(Task)
Please print the records word for word, beginning with their first line and stopping after the line that contains "column 56, row 477", with both of those lines included.

(Extracted entries)
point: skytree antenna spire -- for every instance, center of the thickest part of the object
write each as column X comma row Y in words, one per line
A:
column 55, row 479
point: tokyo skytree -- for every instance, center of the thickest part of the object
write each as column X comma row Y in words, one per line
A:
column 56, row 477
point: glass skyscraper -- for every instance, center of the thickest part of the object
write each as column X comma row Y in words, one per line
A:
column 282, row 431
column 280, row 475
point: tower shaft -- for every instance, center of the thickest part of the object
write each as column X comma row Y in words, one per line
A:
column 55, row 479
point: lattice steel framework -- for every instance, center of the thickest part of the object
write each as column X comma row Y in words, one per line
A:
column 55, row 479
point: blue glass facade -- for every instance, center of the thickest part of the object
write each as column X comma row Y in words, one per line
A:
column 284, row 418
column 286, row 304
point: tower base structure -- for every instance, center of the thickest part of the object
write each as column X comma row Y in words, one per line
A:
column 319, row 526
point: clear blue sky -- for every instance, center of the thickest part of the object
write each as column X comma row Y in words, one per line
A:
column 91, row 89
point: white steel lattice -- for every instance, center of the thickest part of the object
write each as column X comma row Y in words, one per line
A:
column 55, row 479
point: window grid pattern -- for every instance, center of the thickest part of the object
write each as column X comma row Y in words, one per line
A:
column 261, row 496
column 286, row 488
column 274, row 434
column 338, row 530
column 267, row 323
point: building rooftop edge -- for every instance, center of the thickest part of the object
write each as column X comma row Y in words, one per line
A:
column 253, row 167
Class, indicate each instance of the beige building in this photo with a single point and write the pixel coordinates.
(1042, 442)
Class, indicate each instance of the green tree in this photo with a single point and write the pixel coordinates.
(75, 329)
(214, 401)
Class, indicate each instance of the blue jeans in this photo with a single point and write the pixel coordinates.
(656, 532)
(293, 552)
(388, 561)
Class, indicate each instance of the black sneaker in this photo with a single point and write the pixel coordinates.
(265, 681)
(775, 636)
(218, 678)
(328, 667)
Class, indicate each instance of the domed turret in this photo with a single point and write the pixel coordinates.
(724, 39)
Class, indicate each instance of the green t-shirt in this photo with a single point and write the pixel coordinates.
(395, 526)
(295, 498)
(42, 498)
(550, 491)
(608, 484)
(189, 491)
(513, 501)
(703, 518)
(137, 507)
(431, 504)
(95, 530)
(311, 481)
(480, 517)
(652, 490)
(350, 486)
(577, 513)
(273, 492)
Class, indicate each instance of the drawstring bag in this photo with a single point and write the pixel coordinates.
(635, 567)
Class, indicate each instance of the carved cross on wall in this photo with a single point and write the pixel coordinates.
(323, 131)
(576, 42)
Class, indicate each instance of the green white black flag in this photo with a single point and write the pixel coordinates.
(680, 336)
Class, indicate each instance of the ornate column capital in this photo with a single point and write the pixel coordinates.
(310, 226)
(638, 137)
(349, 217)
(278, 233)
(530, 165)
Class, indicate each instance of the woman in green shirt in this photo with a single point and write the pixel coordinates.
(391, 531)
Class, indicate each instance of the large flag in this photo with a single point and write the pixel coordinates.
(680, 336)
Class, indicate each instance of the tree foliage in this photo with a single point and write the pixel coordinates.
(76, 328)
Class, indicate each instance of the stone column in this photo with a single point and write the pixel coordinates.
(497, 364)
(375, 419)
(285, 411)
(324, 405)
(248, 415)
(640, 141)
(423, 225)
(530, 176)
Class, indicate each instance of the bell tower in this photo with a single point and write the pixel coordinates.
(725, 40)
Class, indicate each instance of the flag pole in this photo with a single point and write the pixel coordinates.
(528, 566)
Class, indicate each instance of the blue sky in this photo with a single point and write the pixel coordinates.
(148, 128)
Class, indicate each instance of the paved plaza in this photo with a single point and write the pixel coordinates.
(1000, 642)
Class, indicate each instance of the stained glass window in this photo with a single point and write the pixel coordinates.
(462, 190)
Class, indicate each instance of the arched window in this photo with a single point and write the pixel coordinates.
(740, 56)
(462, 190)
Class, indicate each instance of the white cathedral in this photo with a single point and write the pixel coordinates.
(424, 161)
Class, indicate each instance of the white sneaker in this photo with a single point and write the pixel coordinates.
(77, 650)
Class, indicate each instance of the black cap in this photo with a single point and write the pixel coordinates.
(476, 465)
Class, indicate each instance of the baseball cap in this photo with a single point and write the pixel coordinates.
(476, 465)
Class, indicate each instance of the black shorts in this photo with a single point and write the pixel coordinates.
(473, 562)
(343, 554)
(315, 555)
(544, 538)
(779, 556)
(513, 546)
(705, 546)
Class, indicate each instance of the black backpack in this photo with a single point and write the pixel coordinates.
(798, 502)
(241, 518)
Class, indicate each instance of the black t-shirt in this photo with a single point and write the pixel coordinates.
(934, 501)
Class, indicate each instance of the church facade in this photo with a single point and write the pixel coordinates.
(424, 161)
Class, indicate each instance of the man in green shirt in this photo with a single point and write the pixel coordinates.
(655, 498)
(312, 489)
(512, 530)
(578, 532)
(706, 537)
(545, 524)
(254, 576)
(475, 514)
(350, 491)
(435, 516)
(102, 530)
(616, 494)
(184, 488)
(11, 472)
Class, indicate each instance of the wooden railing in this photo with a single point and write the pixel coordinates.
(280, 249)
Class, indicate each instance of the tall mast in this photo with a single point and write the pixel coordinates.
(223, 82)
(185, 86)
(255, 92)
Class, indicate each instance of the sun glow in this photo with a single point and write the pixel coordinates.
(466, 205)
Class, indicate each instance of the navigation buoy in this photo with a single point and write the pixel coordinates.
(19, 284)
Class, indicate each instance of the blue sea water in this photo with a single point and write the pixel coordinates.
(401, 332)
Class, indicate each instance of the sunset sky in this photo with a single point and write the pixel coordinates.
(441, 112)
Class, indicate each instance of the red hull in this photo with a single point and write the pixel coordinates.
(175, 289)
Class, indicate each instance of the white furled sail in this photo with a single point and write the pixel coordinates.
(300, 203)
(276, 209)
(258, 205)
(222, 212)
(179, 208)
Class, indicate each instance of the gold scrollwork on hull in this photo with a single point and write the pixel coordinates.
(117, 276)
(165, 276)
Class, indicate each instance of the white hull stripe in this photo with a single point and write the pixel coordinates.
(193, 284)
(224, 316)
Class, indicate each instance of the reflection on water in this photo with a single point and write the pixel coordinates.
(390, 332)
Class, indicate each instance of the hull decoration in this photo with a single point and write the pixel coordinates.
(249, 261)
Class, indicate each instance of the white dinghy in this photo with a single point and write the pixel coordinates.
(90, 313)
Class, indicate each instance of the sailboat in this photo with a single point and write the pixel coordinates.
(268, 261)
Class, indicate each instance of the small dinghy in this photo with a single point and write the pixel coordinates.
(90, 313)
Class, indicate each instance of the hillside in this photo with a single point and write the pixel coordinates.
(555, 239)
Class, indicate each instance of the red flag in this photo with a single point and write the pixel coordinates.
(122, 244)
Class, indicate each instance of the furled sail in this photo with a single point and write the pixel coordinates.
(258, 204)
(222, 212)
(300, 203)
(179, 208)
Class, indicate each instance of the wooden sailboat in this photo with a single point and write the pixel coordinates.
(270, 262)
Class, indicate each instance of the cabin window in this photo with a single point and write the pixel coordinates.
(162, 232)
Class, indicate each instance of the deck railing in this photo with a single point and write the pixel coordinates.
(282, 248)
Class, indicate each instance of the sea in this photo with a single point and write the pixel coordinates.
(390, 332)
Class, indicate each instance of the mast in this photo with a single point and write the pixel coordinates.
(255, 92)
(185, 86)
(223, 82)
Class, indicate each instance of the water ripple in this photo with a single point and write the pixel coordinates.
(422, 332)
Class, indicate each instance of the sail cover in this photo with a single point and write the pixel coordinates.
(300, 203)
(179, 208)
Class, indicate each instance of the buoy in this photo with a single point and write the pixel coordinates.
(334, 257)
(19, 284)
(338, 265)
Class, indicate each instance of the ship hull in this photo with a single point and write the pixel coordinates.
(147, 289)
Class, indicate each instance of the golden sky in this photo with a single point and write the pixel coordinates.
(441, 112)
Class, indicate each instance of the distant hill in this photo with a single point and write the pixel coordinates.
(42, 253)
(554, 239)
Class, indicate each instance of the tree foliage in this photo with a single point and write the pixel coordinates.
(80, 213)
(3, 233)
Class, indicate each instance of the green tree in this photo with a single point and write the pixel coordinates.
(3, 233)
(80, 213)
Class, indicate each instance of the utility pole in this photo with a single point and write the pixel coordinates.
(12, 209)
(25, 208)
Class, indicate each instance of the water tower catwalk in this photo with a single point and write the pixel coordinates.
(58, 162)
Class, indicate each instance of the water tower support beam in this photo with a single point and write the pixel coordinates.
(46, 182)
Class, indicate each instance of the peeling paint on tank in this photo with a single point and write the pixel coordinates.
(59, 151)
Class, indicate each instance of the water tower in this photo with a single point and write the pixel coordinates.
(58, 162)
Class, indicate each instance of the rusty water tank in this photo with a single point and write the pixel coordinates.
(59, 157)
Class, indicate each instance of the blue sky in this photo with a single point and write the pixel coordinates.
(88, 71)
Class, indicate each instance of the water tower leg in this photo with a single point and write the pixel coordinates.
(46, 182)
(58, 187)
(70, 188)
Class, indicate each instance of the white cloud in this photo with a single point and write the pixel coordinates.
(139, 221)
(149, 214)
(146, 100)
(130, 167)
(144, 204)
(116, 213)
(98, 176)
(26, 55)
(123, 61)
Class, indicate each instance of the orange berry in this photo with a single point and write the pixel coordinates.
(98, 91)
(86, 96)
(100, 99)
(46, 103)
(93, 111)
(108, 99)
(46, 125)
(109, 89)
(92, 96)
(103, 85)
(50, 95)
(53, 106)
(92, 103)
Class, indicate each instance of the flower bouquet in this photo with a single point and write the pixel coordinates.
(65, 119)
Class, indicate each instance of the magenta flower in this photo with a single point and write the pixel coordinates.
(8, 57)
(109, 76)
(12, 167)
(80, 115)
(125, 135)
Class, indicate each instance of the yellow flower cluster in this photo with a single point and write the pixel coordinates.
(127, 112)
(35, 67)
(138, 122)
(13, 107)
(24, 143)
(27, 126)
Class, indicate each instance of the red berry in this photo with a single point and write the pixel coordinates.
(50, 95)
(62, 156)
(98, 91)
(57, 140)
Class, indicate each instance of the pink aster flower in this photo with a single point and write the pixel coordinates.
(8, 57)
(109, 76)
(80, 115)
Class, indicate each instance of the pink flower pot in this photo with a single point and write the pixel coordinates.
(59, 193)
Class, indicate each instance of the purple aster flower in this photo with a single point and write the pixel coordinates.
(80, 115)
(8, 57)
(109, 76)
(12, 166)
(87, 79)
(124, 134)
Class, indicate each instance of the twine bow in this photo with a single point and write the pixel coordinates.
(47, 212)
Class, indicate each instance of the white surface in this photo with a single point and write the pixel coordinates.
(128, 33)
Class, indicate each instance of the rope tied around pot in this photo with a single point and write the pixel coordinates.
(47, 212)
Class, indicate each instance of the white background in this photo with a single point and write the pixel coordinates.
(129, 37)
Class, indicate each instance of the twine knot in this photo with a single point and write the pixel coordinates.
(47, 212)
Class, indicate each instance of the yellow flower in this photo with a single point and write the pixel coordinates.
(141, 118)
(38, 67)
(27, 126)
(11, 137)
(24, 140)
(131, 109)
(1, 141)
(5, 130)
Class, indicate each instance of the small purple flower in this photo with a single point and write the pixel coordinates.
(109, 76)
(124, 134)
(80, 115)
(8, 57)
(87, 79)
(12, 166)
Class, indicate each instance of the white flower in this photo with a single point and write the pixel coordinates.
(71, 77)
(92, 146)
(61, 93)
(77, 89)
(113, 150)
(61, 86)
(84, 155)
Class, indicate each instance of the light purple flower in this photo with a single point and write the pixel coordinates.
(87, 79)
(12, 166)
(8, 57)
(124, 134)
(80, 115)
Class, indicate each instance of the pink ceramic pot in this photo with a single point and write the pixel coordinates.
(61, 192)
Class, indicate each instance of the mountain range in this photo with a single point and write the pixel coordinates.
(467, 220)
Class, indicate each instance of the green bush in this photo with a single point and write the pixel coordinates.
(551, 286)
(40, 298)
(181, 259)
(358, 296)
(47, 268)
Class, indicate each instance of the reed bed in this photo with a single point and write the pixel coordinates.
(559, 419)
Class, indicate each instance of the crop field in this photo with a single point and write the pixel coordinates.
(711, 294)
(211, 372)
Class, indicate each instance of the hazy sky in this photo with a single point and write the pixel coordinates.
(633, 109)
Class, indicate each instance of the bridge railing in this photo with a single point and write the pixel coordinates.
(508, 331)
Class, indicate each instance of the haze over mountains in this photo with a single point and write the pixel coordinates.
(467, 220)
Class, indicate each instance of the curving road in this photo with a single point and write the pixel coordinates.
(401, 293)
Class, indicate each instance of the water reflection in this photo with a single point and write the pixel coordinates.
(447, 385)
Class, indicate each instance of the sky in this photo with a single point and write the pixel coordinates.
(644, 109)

(Finished answer)
point: skytree antenna spire -- for every instance, center of the thickest part of the object
write each as column X comma row Y in words, one per line
A:
column 55, row 479
point: tokyo skytree -- for every instance, center of the thickest part of the object
write each as column X comma row Y in words, one per line
A:
column 56, row 477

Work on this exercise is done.